14.3.3 Quantitative Data Collectors

If you intend to collect quantitative data, you will need quantitative data collectors. Depending on your UX metrics and quantitative data collection instruments, people in these roles may be walking around with stopwatches and counters (mechanical, electronic, or paper and pencil). Whatever quantitative data are called for by the UX metrics, these people must be ready to take and record those data. Quantitative data collectors must be attentive and not let data slip by without notice. They must have the ability to focus and not let their minds wander during a session. If you can afford it, it is best to let someone specialize in only taking quantitative data. Other duties and distractions often lead to forgetting to turn on or off timers or forgetting to count errors.

14.3.4 Qualitative Data Collectors

Although facilitators are usually experienced in data collection, they often do not have time to take data or they need help in gathering all qualitative data. When things are happening fast, the need for facilitation can trump data taking for the facilitator.

Select one or more others as data collectors and recorders. No evaluation team member should ever be idle during a session. Thoroughness will improve with more people doing the job. Everyone should be ready to collect qualitative data, especially critical incident data; the more data collectors, the better.

Critical Incident

A critical incident is a UX evaluation event that occurs during user task performance or other user interaction, observed by the facilitator or other observers or sometimes expressed by the user participant, that indicates a possible UX problem. Critical incident identification is arguably the single most important source of qualitative data.

14.3.5 Supporting Actors

Sometimes you need someone to interact with the participant as part of the task setting or to manage the props needed in the evaluation. For example, for task realism you may need someone to call the participant on a telephone in the participant room or, if your user participant is an “agent” of some kind, you may need a “client” to walk in with a specific need involving an agent task using the system. Select team members to play supporting roles and handle props.

14.4 Prepare an effective range of tasks

If evaluation is to be task based, including lab-based testing and task-driven UX inspection methods, select appropriate tasks to support evaluation. Select different kinds of tasks for different evaluation purposes.

|---|

**Set tasks**.
- a) Write out everything in the UX evaluation text from "If you intend" down to "to count errors.".
- b) According to the UX evaluation text, what is arguably the single most important source of qualitative data?
Work only from the UX evaluation text.

|---|

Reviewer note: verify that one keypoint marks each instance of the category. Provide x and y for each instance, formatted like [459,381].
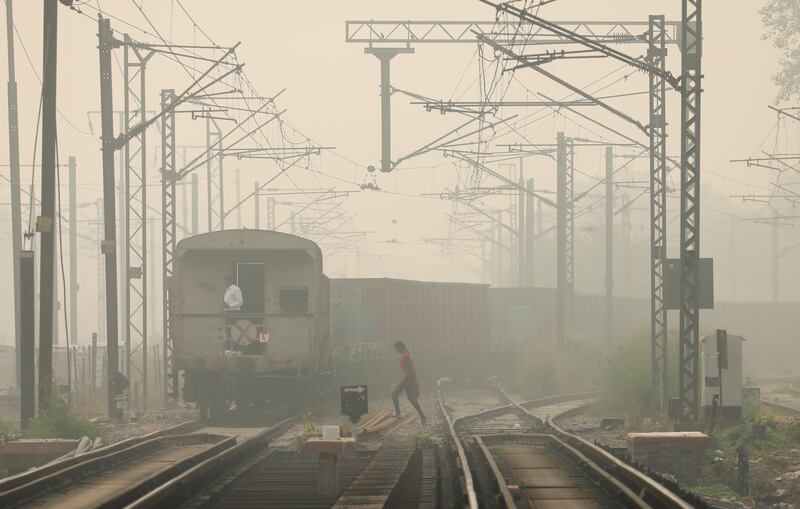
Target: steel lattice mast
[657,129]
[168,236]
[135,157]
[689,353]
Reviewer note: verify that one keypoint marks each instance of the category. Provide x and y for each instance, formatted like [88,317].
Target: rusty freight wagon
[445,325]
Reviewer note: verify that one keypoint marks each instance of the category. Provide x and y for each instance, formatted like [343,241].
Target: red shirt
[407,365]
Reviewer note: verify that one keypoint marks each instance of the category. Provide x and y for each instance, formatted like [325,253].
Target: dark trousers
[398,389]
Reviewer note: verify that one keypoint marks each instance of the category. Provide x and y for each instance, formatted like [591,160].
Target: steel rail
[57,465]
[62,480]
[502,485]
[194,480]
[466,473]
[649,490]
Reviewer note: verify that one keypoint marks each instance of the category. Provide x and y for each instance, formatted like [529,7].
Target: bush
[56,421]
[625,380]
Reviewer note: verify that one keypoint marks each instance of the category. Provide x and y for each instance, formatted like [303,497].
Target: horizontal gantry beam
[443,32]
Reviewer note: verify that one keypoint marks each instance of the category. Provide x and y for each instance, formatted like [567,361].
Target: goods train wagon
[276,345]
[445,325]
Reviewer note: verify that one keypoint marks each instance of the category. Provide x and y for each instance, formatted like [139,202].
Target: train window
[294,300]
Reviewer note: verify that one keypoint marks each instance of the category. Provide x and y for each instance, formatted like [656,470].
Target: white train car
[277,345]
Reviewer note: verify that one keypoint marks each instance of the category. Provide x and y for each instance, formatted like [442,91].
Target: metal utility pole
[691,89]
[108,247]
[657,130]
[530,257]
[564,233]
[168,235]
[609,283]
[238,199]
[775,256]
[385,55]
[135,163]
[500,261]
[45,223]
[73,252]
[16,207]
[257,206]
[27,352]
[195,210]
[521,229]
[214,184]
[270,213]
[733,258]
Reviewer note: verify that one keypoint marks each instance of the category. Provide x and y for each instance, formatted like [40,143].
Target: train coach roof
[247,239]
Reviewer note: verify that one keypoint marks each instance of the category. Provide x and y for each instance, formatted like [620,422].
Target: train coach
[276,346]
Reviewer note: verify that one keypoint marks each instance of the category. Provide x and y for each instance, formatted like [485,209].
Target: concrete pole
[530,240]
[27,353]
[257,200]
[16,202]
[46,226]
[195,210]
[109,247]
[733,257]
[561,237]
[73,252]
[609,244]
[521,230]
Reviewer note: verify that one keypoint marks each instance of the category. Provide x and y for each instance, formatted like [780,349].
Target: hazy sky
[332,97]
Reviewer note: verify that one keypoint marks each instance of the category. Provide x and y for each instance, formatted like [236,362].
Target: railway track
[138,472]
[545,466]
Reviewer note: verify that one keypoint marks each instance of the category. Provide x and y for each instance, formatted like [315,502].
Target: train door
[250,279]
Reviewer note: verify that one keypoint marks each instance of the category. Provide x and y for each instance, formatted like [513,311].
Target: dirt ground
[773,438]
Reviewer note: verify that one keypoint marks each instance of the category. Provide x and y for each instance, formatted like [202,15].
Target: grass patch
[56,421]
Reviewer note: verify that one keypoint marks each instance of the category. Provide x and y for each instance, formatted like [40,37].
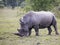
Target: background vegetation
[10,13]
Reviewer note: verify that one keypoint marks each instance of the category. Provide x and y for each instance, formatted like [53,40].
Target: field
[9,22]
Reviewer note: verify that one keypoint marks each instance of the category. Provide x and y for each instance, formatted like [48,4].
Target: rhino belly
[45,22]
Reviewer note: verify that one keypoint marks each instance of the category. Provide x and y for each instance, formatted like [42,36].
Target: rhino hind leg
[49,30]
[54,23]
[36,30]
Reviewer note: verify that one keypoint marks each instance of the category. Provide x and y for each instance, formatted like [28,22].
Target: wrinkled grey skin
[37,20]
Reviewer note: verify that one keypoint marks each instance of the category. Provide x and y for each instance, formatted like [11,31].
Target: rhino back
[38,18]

|---|

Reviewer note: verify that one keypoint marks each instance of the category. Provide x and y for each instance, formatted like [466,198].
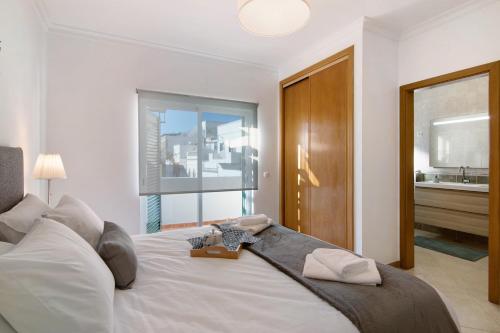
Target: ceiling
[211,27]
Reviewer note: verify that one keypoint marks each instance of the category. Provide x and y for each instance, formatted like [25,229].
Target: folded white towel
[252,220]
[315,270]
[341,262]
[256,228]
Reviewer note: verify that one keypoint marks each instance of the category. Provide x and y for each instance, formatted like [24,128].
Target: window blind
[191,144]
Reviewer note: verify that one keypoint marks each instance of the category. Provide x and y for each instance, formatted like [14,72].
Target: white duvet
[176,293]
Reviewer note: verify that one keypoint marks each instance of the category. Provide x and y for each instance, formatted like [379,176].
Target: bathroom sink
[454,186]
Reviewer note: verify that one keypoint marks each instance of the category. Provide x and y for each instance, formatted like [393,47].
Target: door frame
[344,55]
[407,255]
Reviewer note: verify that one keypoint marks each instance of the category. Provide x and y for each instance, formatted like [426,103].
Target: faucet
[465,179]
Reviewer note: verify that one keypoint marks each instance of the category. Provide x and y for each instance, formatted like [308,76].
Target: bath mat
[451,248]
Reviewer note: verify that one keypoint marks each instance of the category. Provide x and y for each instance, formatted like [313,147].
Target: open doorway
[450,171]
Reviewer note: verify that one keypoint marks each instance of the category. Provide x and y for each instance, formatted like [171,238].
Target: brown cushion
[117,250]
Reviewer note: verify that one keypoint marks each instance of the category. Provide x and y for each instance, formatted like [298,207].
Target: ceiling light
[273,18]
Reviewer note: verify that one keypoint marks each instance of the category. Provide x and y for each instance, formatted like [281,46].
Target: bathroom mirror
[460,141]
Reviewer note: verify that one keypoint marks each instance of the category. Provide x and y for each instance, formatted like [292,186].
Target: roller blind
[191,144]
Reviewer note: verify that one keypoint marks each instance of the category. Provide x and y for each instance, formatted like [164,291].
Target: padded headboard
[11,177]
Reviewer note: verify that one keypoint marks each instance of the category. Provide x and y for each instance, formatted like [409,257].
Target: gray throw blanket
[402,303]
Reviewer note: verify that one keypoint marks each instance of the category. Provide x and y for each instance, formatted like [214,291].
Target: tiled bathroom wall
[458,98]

|---|

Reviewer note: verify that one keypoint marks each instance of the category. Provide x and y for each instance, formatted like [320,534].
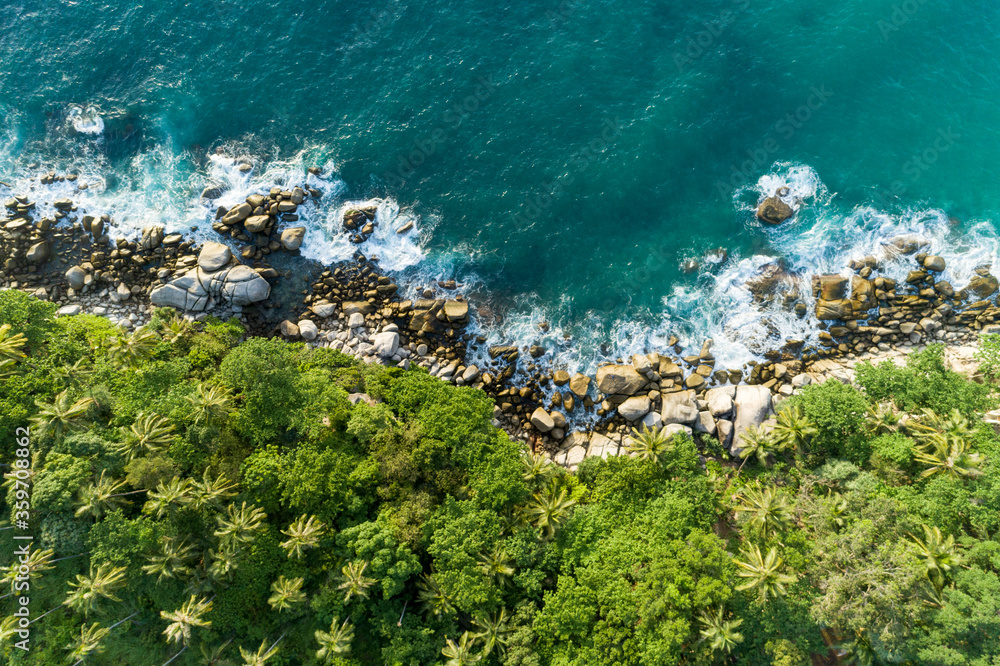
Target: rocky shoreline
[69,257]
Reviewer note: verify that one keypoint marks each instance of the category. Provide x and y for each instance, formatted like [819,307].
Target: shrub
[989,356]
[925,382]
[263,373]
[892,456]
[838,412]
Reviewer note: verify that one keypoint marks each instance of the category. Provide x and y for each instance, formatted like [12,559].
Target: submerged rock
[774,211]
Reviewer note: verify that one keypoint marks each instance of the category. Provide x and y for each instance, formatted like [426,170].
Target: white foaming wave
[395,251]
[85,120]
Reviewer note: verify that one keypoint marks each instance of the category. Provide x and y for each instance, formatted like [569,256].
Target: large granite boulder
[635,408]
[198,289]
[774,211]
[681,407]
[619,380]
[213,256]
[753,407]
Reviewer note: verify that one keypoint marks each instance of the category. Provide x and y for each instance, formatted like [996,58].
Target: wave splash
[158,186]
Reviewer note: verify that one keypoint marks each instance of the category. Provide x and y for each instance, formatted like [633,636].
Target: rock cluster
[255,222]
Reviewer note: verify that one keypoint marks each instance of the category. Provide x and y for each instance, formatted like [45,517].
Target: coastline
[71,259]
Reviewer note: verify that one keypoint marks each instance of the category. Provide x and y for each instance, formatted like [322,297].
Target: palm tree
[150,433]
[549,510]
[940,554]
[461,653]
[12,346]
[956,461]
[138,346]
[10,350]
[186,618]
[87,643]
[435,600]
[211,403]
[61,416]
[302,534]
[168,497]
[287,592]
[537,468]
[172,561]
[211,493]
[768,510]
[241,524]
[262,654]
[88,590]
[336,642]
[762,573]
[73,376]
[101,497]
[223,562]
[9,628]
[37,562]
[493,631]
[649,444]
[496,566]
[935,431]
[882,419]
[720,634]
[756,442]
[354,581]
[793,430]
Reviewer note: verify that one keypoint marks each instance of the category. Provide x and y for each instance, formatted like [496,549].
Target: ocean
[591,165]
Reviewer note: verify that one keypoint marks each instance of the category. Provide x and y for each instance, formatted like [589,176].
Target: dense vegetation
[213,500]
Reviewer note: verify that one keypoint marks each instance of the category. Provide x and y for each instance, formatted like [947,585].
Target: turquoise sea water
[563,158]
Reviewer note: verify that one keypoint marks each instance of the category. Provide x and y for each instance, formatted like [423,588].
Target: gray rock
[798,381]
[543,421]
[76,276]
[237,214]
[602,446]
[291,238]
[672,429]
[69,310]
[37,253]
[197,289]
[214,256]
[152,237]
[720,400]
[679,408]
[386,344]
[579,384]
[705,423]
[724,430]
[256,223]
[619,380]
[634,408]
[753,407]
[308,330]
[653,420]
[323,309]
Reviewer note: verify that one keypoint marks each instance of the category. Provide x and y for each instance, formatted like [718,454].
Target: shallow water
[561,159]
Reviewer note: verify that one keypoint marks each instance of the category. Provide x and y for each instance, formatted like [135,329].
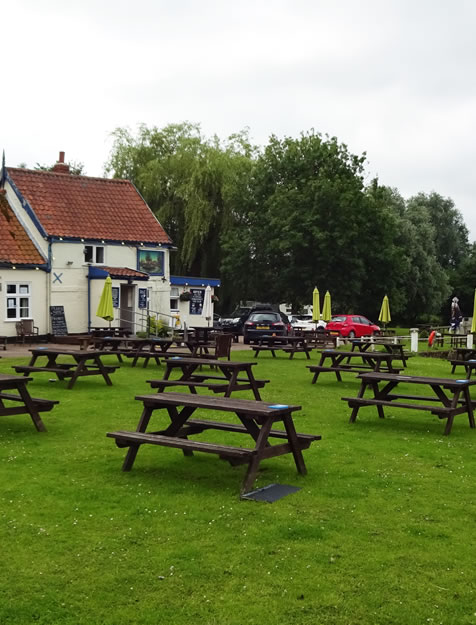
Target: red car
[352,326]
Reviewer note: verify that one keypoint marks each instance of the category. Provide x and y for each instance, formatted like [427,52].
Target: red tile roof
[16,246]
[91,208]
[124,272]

|---|

**Solutions per task**.
- a)
If you intend to collect quantitative data, you will need quantitative data collectors. Depending on your UX metrics and quantitative data collection instruments, people in these roles may be walking around with stopwatches and counters (mechanical, electronic, or paper and pencil). Whatever quantitative data are called for by the UX metrics, these people must be ready to take and record those data. Quantitative data collectors must be attentive and not let data slip by without notice. They must have the ability to focus and not let their minds wander during a session. If you can afford it, it is best to let someone specialize in only taking quantitative data. Other duties and distractions often lead to forgetting to turn on or off timers or forgetting to count errors.

- b) Critical incident identification.